▸ Quoted passage
------------------------------------------------------------------------
On Nov 12, 2007 1:15 PM, J.J. Larrea <[EMAIL PROTECTED]> wrote:
>
> 2. Since the full document and its longer bibliographic subfields are
> being indexed but not stored, my guess is that the large size of the index
> segments is due to the inverted index rather than the stored data fields.
> But you can roughly verify by checking the size of the files in the index,
> with Luke's Files tab or simply an ls -l. For example .fdt files are stored
> data while .tis are the inverted index; see
> http://lucene.apache.org/java/docs/fileformats.html And if you have .cfs
> files...
OK here are some of the details of one index directory. The number of
indexed documents is approximately 1.5million.
$ ls -1 |wc -l
29542
$ du -hs .
90G .
$ // Show space used (in GB) by file extension.
------------------------------------------------------------------------
▸ Stored records
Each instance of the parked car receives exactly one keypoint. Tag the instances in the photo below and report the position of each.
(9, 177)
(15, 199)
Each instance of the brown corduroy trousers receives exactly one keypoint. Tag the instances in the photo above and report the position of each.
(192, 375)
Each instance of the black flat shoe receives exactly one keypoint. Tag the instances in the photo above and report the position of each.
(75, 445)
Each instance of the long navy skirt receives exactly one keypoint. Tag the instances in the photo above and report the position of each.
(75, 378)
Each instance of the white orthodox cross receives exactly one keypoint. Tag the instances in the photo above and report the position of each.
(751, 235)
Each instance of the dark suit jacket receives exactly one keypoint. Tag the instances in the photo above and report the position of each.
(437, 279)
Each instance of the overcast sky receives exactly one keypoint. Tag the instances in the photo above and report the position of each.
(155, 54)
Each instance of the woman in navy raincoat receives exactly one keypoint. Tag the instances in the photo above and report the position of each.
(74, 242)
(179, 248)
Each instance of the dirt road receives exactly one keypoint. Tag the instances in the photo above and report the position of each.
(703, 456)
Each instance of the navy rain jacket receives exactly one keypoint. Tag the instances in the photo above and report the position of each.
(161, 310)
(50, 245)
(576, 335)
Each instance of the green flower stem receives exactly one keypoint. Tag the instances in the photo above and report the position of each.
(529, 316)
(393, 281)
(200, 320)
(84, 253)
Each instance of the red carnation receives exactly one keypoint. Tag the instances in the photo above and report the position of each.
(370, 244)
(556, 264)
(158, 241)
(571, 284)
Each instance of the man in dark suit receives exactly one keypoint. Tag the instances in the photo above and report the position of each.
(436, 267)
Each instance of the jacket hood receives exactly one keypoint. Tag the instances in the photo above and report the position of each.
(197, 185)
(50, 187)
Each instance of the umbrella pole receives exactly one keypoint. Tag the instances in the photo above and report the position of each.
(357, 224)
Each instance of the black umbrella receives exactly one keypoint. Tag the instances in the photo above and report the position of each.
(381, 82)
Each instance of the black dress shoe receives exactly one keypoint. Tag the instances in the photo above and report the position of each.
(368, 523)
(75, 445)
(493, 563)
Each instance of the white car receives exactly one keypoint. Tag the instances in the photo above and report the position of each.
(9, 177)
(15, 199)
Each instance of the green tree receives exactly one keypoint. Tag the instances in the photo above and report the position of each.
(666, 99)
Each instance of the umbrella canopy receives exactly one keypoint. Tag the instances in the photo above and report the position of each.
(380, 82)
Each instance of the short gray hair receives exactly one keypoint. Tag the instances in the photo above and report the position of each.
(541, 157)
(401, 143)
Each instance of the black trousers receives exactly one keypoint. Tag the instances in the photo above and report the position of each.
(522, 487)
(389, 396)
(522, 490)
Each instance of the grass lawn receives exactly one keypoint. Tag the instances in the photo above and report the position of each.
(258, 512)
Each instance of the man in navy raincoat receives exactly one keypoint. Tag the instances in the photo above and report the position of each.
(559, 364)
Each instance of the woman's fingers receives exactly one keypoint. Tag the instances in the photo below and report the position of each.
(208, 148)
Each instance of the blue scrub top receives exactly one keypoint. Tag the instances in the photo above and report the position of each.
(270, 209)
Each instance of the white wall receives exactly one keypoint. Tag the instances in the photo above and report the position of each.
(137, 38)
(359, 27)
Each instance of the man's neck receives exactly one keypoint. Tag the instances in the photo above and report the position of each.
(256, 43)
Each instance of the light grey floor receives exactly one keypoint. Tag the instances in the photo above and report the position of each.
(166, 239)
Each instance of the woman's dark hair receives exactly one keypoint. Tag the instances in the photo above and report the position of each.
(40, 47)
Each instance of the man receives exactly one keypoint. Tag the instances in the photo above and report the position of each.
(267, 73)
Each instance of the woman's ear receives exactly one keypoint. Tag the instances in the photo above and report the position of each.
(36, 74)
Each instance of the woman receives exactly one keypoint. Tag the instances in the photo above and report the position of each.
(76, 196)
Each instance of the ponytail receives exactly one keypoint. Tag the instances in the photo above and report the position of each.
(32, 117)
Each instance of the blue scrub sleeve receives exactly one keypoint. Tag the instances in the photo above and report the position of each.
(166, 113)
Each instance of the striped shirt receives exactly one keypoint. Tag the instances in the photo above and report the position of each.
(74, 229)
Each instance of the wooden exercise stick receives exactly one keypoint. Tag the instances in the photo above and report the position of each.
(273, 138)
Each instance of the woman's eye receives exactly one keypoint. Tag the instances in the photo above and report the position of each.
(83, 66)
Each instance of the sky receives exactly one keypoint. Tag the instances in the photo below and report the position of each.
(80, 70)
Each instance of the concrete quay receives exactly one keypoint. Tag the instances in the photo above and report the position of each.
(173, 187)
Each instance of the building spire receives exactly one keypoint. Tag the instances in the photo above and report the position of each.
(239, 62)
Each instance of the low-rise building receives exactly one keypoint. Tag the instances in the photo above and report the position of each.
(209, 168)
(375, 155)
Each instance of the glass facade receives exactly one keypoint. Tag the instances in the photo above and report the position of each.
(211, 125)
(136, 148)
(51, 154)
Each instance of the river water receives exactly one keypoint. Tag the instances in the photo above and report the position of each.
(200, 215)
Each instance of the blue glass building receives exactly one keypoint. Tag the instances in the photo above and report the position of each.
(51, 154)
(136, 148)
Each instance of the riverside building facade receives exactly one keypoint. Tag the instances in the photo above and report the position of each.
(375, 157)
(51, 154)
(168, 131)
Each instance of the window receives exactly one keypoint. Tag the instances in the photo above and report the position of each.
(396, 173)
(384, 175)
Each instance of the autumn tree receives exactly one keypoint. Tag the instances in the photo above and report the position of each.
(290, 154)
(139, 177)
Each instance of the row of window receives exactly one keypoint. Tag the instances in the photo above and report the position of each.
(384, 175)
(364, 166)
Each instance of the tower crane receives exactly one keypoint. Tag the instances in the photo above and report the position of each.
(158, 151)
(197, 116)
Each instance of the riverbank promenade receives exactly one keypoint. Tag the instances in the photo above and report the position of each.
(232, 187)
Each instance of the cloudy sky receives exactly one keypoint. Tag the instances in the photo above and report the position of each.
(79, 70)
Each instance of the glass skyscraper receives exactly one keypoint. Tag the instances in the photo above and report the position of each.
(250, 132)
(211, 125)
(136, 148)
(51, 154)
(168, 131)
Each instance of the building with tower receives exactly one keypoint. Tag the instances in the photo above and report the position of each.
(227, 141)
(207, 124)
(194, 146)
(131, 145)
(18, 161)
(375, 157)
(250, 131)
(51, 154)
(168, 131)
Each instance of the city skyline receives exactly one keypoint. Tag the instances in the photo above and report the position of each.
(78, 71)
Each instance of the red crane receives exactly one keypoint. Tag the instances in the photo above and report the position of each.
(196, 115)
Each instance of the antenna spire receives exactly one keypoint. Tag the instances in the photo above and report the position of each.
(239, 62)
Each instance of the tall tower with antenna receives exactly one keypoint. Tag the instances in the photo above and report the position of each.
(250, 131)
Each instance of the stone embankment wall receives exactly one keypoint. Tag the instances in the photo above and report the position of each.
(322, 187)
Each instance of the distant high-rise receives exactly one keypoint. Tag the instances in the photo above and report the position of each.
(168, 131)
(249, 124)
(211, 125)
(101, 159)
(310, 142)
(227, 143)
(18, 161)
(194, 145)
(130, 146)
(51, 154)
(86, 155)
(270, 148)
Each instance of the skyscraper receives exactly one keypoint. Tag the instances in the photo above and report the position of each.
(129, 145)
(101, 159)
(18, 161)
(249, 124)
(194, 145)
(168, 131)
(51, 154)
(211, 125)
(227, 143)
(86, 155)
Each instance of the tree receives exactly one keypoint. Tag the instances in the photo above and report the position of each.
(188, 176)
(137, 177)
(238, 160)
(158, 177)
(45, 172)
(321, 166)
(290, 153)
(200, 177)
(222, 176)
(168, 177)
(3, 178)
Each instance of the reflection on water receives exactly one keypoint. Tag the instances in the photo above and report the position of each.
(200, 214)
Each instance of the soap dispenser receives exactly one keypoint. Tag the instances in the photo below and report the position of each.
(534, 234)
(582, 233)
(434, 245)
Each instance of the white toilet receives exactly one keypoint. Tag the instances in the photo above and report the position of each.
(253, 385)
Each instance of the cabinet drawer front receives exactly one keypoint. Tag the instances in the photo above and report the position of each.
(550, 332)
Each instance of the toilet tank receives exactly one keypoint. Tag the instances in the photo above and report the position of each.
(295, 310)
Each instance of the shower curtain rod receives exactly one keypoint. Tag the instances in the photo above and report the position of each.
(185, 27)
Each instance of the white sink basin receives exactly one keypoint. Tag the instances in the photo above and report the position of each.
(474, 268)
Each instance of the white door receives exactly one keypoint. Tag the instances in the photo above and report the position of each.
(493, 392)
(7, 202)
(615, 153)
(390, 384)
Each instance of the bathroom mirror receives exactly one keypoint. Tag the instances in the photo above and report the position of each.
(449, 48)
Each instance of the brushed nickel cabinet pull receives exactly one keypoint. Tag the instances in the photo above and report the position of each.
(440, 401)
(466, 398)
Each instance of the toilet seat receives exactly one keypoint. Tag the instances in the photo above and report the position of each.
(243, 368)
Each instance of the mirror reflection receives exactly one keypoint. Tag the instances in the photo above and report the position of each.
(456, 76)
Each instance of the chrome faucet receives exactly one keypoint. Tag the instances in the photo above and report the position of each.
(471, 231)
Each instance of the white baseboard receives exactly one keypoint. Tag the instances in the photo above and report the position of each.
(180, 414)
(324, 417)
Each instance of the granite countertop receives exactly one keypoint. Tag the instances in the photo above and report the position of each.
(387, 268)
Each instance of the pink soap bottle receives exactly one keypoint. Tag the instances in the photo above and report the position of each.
------------------------------------------------------------------------
Quote the Lucene index discussion word for word, starting with "OK here are" and going on through "by file extension.".

▸ Result for this task
OK here are some of the details of one index directory. The number of
indexed documents is approximately 1.5million.
$ ls -1 |wc -l
29542
$ du -hs .
90G .
$ // Show space used (in GB) by file extension.